▶ _WHAT YOU HAVE TO DO_: Transcribe every entry word for word, but skip the images.
:::
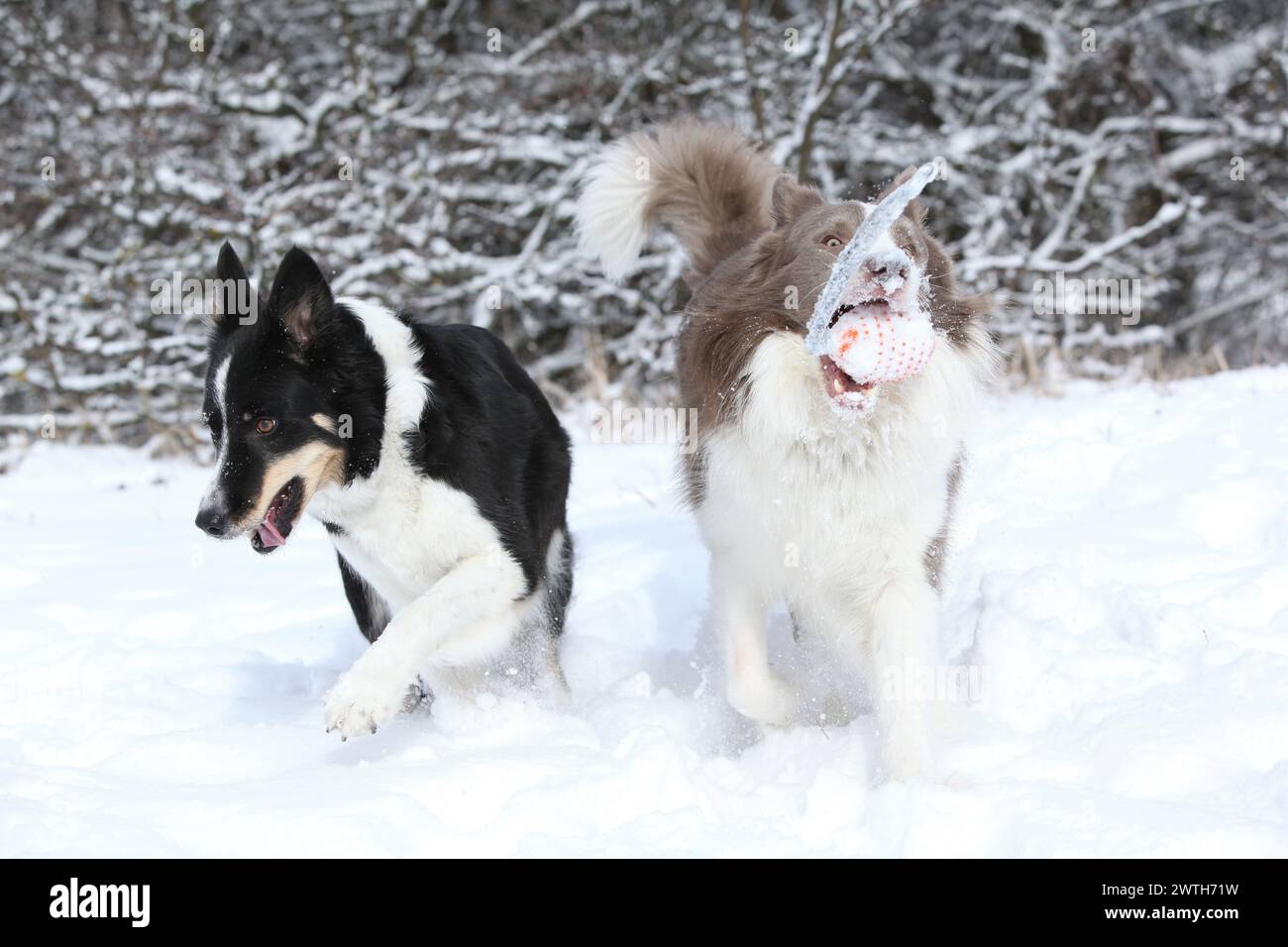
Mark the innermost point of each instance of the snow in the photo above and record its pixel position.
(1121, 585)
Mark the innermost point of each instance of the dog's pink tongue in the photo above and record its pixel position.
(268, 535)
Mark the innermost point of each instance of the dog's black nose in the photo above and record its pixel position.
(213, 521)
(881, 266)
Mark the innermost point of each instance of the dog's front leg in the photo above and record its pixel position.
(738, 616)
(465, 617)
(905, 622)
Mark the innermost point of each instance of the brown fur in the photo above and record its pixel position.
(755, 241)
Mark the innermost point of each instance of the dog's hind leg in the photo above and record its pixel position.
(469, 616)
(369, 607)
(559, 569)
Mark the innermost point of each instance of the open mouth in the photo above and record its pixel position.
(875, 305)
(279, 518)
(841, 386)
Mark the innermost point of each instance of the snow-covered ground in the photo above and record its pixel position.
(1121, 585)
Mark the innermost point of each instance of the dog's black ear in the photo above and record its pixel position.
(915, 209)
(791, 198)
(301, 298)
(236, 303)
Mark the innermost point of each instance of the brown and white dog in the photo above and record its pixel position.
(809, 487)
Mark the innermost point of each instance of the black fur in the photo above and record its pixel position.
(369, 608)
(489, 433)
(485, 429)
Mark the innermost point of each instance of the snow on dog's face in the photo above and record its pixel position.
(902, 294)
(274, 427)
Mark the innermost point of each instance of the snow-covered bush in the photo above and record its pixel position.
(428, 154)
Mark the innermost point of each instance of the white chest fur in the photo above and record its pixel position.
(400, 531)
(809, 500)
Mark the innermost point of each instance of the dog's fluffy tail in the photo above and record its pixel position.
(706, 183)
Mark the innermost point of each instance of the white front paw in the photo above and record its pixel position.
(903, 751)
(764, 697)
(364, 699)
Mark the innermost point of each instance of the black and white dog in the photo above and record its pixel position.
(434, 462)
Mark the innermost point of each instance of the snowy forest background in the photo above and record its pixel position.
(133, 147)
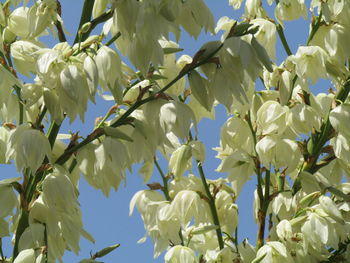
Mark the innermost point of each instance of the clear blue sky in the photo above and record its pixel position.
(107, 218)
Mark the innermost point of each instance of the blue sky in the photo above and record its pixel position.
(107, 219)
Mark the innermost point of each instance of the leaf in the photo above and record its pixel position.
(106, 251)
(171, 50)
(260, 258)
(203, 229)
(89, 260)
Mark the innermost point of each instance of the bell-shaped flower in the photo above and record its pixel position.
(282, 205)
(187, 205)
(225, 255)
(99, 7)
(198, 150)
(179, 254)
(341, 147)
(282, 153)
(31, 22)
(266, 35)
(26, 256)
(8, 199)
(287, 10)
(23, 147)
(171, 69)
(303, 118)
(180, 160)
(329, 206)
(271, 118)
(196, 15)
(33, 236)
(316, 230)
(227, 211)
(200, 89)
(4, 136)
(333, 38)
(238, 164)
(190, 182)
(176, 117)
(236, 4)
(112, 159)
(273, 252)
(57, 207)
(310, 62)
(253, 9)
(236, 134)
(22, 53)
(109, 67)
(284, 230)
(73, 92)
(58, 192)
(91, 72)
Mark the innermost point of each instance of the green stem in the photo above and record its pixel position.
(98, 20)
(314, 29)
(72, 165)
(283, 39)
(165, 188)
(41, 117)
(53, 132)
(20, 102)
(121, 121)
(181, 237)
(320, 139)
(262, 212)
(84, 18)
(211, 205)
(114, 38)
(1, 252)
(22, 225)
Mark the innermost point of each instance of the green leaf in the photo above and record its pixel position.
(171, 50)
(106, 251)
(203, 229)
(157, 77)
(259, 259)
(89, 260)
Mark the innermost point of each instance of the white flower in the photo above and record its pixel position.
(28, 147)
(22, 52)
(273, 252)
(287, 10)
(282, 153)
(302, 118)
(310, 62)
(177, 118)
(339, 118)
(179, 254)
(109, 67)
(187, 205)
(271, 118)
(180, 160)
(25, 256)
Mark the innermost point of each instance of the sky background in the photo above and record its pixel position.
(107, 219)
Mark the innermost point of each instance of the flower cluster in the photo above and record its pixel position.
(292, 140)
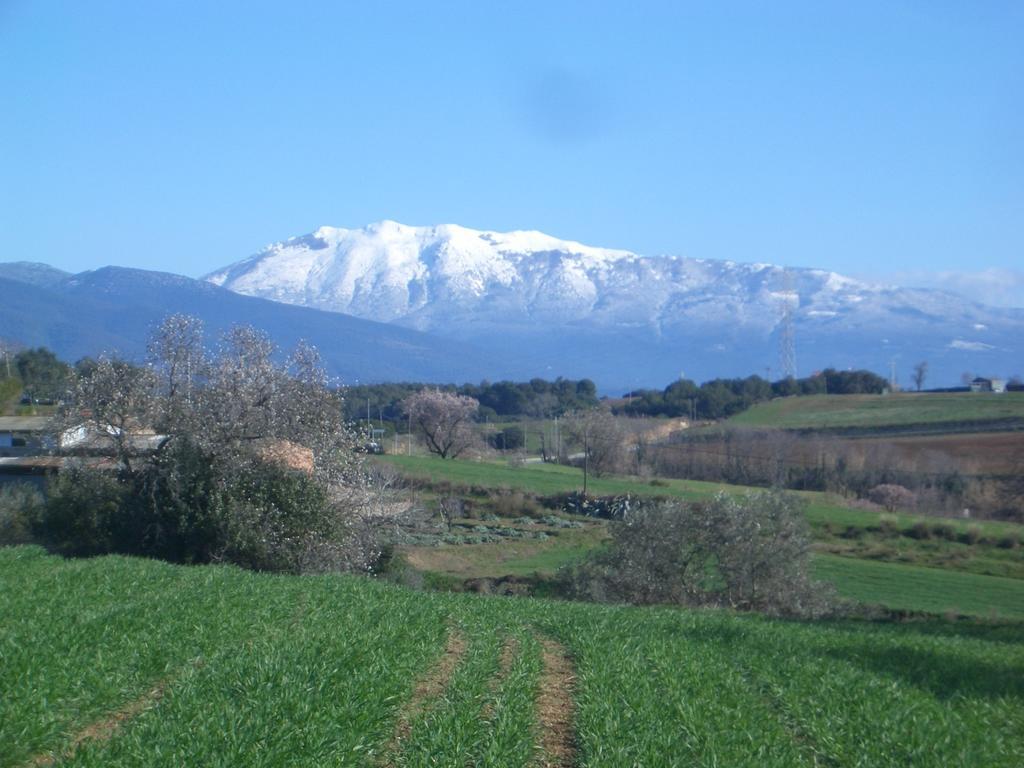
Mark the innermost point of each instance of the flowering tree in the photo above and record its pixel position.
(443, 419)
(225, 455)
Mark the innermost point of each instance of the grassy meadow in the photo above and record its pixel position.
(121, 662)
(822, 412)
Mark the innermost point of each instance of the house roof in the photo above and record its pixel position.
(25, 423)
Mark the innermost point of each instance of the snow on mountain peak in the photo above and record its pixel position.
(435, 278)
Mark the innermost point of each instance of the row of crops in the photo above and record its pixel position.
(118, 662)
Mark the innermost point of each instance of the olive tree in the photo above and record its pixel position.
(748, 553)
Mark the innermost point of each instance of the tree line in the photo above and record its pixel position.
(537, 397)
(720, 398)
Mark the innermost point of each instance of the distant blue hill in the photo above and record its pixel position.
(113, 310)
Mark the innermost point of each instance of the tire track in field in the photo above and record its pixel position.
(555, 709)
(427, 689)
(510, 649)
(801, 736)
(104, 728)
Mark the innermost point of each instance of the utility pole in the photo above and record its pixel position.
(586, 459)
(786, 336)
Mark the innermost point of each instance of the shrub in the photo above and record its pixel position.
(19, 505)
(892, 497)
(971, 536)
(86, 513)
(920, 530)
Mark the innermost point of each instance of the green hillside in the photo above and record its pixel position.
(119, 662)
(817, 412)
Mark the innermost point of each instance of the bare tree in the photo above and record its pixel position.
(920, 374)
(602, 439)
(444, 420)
:::
▶ _ANSWER_:
Mark the innermost point of each instance of the snow in the photo above and record its pixel position.
(1121, 585)
Mark the innermost point of each instance of the dog's pink tongue in the photo above and record its pixel position.
(268, 535)
Mark the innermost point of each instance of the dog's black nose in the photo above and record its pixel position.
(213, 521)
(881, 266)
Mark the innermost point of each instance of the dog's front leg in the photo above and record its pixel position.
(738, 616)
(465, 617)
(905, 622)
Mark the innermost point of each instance of the brown fur in the photo above and record its pixel position.
(755, 241)
Mark the innermost point of each instance of the dog's hind leg in the photo above and record its pixel position.
(469, 616)
(369, 607)
(559, 569)
Mark the innermost point of each instance of the open mouth in the photo above and record its pixel position.
(875, 305)
(279, 518)
(841, 386)
Mark the innermost point of each instance of the snow-covered ground in the photo above and record its pixel position.
(1121, 585)
Mark the innermost point of each instance of the dog's black ear in the photo above and record its pixel position.
(915, 209)
(791, 198)
(301, 298)
(236, 303)
Mark the innermost point of each instance of the brown and white dog in the photo above and record its pixel position.
(809, 487)
Mark the innermost point of each instance of the black fur in the photo above and record its pixel position.
(369, 608)
(489, 433)
(485, 429)
Mark the innermost point of each instance of the snow on dog's face in the photo above and record its pixel position.
(902, 294)
(274, 427)
Mark the innermost point of each instance of the snow-covered bush in the photo above and record its pixel position.
(428, 154)
Mark the innermost point of each instance of the white chest fur in the photo above and record its pixel position.
(400, 531)
(809, 500)
Mark the innermost point of each instance of the dog's fluffy tail in the photo above and record its pixel position.
(706, 183)
Mark the innermost point of each instance of the white front paw in the photo above and record its pixel position.
(903, 751)
(764, 697)
(364, 699)
Mark the innermost point of each instance of the black and white dog in the photo above and record its pixel position.
(434, 462)
Mark the innermost point of each instance of the snowy forest background in the photo above and record its pixel position.
(133, 147)
Mark the innermost point of each instance of the clear blue sky in the photo above and record its pixel position.
(107, 218)
Mark the innermost point of each instance of the blue sky in the photo above and record its pixel position.
(107, 219)
Mark the innermost point of each instance of the leaf in the photo above and record its pixel position.
(106, 251)
(171, 50)
(260, 258)
(203, 229)
(89, 260)
Mark the innermost point of each instance of the bell-shaped flower in the photo above and record its pixel position.
(282, 205)
(187, 205)
(225, 255)
(99, 7)
(198, 150)
(179, 254)
(341, 147)
(282, 153)
(31, 22)
(266, 35)
(26, 256)
(8, 199)
(287, 10)
(23, 147)
(171, 69)
(303, 118)
(180, 160)
(329, 206)
(271, 118)
(196, 15)
(33, 236)
(316, 230)
(227, 211)
(200, 89)
(4, 136)
(333, 38)
(238, 164)
(190, 182)
(176, 117)
(236, 4)
(112, 159)
(273, 252)
(57, 207)
(310, 62)
(253, 9)
(236, 134)
(22, 53)
(109, 67)
(284, 230)
(73, 92)
(58, 192)
(91, 72)
Mark the innermost point of each instance of the green stem in the photo above and record its pixel position.
(98, 20)
(314, 29)
(72, 165)
(283, 39)
(165, 188)
(41, 117)
(53, 132)
(20, 102)
(121, 121)
(181, 237)
(320, 139)
(262, 212)
(84, 18)
(211, 205)
(114, 38)
(1, 252)
(22, 225)
Mark the innermost point of each instance of the green leaf in the photo above and record its pixel position.
(171, 50)
(106, 251)
(203, 229)
(157, 77)
(259, 259)
(89, 260)
Mark the innermost point of each instance of the white flower in the photo above and record its pixel position.
(28, 147)
(22, 52)
(273, 252)
(287, 10)
(282, 153)
(302, 118)
(310, 62)
(177, 118)
(339, 118)
(179, 254)
(109, 67)
(187, 205)
(271, 118)
(180, 160)
(25, 256)
Mark the innermost point of each instance of the sky background in the photo above and record its pixel position.
(107, 219)
Mark the innermost point of each instance of the flower cluster in the photo above and record its pixel position.
(292, 140)
Mark the innermost point of each instance of the flowering tree in the photo above and record its pixel position.
(443, 419)
(225, 455)
Mark the innermost point of each instance of the grassy meadow in the photo above and record its pixel position.
(121, 662)
(822, 412)
Mark the innermost point of each instance of the house roof in the photo above and record its pixel position.
(25, 423)
Mark the innermost point of each instance of the snow on mountain peak in the photo above and record its pixel position.
(435, 278)
Mark the innermost point of each instance of the row of crops in the photo above and record its pixel position.
(118, 662)
Mark the innermost point of each instance of the olive tree in the photo above and record its pixel position.
(748, 553)
Mark the innermost point of each instance of the tree line in the photo above and record its pixel position.
(537, 397)
(720, 398)
Mark the innermost point of each instance of the distant blue hill in the photo above and record its pixel position.
(113, 310)
Mark the innermost point of each instance of the tire track in field in the photo above and record its pixel position.
(555, 709)
(427, 689)
(510, 649)
(801, 736)
(104, 728)
Mark the innermost point of each instance of the utility pole in the photo above and record its pixel position.
(586, 459)
(786, 336)
Mark the innermost point of each instance of the shrub in the photo above and record its pixel position.
(19, 505)
(892, 497)
(971, 536)
(86, 513)
(920, 530)
Mark the innermost point of each instance of the green hillside in the photo above and record its pixel position.
(119, 662)
(817, 412)
Mark the innermost point of each instance of the bare tree in the photo above and record its pixel position.
(920, 374)
(602, 439)
(444, 420)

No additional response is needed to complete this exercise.